[Start Dataset records]

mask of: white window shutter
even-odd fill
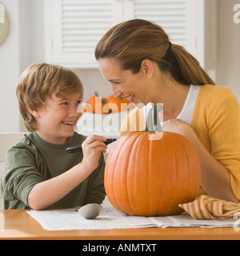
[[[121,2],[53,0],[53,62],[72,67],[95,67],[94,48],[102,35],[121,21]]]

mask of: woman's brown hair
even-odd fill
[[[37,129],[35,118],[28,109],[40,109],[54,93],[61,98],[76,92],[83,94],[83,86],[74,72],[47,63],[29,66],[21,75],[16,90],[26,129],[30,132]]]
[[[134,19],[114,26],[96,46],[95,58],[113,58],[122,70],[133,74],[149,59],[181,84],[215,84],[195,58],[182,46],[171,44],[160,26],[146,20]]]

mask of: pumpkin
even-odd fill
[[[162,132],[158,139],[154,138],[156,134],[127,133],[108,156],[106,195],[114,207],[126,214],[179,214],[183,210],[178,205],[198,194],[201,166],[192,144],[175,133]]]
[[[109,113],[107,106],[106,106],[106,98],[103,97],[99,97],[97,92],[95,92],[95,96],[90,97],[86,102],[92,108],[92,111],[91,110],[89,110],[89,107],[86,107],[86,110],[85,110],[84,112],[93,112],[94,114]]]
[[[114,98],[114,95],[110,95],[106,99],[106,104],[111,112],[121,112],[126,111],[128,110],[128,104],[130,101],[126,98]]]

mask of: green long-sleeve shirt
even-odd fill
[[[27,196],[38,182],[56,177],[82,162],[82,152],[69,154],[67,147],[82,144],[85,136],[74,133],[65,144],[42,140],[37,133],[26,134],[7,152],[6,172],[2,177],[5,209],[28,209]],[[82,183],[48,209],[73,208],[88,203],[101,204],[105,198],[105,162]]]

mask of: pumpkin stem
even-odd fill
[[[160,120],[158,118],[158,113],[163,110],[163,106],[162,105],[156,105],[153,106],[148,112],[146,117],[146,132],[152,132],[152,133],[162,133],[162,129],[161,126]]]

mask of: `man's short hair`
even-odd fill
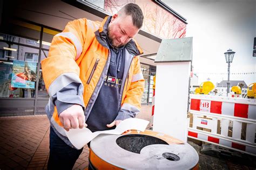
[[[130,3],[124,6],[119,11],[124,12],[126,15],[132,17],[133,25],[140,29],[143,24],[143,13],[137,4]]]

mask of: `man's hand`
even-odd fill
[[[79,105],[73,105],[61,112],[59,119],[67,131],[70,128],[82,128],[87,126],[84,110]]]
[[[114,120],[112,123],[110,124],[107,124],[107,127],[112,127],[116,125],[116,126],[118,126],[118,125],[122,121],[122,120]]]

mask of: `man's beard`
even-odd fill
[[[116,49],[118,49],[119,47],[120,47],[120,46],[122,46],[123,45],[124,45],[125,44],[121,44],[119,45],[115,45],[114,44],[113,44],[113,37],[111,35],[111,31],[110,30],[110,26],[109,26],[109,28],[107,28],[107,37],[109,38],[109,41],[110,42],[110,43],[111,44],[111,45],[113,47],[115,47]]]

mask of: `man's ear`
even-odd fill
[[[111,21],[110,22],[112,23],[112,22],[113,22],[118,17],[118,14],[117,13],[114,14],[114,15],[112,16]]]

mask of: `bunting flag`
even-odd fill
[[[194,73],[194,74],[219,74],[219,75],[223,75],[223,74],[227,74],[227,73]],[[247,72],[247,73],[230,73],[230,74],[256,74],[256,72]]]

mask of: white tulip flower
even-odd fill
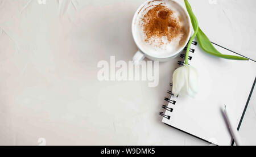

[End Dataset records]

Task instructions
Pick out each line in the rows above that contains the word "white".

Worked answer
mask of: white window shutter
mask of: white tulip flower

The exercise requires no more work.